Health and usage data collection

The monitoring features in SharePoint Server 2010 use specific timer jobs to perform monitoring tasks and collect monitoring data. The health and usage data might consist of performance counter data, event log data, timer service data, metrics for site collections and sites, search usage data, or various performance aspects of the Web servers. The system uses this data to create health reports, Web Analysis reports, and administrative reports. The system writes usage and health data to the logging folder and to the logging database.

A timer job is a trigger to start to run a specific Windows service for one of the SharePoint 2010 products. It contains a definition of the service to run and specifies how frequently the service should be started. The Windows SharePoint Services Timer v4 service (SPTimerV4) runs timer jobs. Many features in SharePoint 2010 products rely on timer jobs to run services according to a schedule.

You might want to change the schedules that the timer jobs run on to collect data more frequently or less frequently. You might even want to disable jobs that collect data that you are not interested in. You can perform the following tasks on timer jobs:

  • Modify the schedule that the timer job runs on.
  • Run timer jobs immediately.
  • Enable or disable timer jobs.
  • View timer job status. You can view currently scheduled jobs, failed jobs, currently running jobs, and a complete timer job history.

★ ★ ★

Problems to work on
- a) In one to three sentences, explain why an administrator might disable a timer job, according to the passage on SharePoint health and usage data collection.
- b) Continue the passage on SharePoint health and usage data collection from its final sentence.

Dataset excerpts:
★ ★ ★

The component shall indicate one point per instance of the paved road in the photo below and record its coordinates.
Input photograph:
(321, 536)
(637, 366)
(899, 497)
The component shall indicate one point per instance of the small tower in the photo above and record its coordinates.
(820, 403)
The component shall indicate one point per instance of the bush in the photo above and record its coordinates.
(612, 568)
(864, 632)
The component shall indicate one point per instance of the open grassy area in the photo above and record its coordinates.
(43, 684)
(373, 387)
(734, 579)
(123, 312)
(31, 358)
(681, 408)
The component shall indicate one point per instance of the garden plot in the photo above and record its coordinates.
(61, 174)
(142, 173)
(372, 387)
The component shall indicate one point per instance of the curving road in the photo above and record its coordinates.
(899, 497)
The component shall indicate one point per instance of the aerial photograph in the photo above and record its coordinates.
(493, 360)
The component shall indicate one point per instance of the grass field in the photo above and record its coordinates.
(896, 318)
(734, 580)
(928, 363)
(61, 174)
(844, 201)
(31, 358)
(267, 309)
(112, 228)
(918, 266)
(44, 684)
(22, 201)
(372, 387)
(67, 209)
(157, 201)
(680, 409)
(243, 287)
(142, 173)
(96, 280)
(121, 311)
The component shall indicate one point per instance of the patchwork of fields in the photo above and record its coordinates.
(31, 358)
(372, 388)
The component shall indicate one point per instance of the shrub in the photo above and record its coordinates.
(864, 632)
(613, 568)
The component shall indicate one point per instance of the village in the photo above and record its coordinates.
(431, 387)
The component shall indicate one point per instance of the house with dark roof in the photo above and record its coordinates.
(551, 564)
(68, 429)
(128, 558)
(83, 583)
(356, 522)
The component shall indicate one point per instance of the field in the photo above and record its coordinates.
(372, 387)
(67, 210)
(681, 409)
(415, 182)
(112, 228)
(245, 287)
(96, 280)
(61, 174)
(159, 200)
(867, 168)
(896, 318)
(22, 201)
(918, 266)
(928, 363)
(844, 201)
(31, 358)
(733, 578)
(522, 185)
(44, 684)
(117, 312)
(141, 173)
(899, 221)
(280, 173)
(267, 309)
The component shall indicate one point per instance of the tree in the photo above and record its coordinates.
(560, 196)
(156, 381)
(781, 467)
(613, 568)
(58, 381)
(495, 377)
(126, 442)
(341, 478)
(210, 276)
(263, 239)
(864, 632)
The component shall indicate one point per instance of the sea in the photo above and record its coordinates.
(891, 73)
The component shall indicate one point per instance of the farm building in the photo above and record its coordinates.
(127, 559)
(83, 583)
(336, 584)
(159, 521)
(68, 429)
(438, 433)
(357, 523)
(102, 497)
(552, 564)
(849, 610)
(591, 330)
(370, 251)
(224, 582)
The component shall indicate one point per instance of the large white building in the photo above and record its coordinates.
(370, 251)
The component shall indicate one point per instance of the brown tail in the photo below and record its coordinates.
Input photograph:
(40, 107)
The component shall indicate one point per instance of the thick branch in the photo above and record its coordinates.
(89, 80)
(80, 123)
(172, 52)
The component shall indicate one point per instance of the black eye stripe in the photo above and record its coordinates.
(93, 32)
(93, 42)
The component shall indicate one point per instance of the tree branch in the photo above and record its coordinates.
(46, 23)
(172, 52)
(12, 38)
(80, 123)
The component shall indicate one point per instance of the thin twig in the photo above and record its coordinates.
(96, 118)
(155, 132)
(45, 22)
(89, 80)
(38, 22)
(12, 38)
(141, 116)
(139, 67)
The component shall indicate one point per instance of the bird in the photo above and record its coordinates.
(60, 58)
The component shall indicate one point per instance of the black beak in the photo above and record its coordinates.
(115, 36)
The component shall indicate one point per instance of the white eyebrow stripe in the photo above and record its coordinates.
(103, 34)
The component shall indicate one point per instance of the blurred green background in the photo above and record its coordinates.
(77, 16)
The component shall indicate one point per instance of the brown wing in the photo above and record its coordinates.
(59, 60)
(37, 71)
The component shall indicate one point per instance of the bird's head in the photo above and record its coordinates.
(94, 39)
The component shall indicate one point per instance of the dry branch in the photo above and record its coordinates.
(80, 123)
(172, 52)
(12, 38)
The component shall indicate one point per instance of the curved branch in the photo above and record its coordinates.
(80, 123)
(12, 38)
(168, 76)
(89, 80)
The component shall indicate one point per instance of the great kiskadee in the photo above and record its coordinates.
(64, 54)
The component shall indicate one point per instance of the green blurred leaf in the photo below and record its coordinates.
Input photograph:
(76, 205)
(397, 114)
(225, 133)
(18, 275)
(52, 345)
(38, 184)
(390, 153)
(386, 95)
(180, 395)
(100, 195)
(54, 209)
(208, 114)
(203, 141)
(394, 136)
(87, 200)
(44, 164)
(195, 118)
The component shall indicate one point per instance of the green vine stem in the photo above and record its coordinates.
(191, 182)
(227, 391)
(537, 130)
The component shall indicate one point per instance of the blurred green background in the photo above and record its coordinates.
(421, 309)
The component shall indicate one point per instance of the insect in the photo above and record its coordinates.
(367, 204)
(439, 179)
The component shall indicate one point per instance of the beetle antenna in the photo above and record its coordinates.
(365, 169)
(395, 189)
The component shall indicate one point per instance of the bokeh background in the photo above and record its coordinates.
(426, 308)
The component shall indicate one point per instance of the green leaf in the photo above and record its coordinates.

★ ★ ★

Results for each task
- a) An administrator might disable a timer job because it collects data that they are not interested in.

- b)
Monitoring the farm and resolving problems by using SharePoint Health Analyzer

SharePoint Server 2010 includes a new, integrated health analysis tool that is named SharePoint Health Analyzer that enables you to check for potential configuration, performance, and usage problems. SharePoint Health Analyzer runs predefined health rules against servers in the farm. A health rule runs a test and returns a status that tells you the outcome of the test. When any rule fails, the status is written to the Health Reports list in SharePoint Server 2010 and to the Windows Event log. The SharePoint Health Analyzer also creates an alert in the Health Analyzer Reports list on the Review problems and solutions page in Central Administration. You can click an alert to view more information about the problem and see steps to resolve the problem. You can also open the rule that raised the alert and change its settings.

Like all SharePoint Server 2010 lists, you can edit Health Analyzer Reports list items, create custom views, export the list items into Microsoft Excel, subscribe to the RSS feed for the list, and many other tasks. Each health rule falls in one of the following categories: Security, Performance, Configuration, or Availability.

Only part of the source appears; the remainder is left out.